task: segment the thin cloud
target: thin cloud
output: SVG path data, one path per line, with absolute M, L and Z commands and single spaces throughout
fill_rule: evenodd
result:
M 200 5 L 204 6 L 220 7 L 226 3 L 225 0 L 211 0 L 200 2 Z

Goal: Rewrite each line of the material above as a Markdown table with the columns Number and Line, numbering the rows in order and omitting blank lines.

Task response:
| Number | Line |
|---|---|
| 1 | task: segment the thin cloud |
| 2 | target: thin cloud |
| 3 | output: SVG path data, one path per line, with absolute M, L and Z commands and single spaces throughout |
| 4 | fill_rule: evenodd |
| 5 | result: |
| 6 | M 200 5 L 204 6 L 220 7 L 226 3 L 225 0 L 211 0 L 200 2 Z |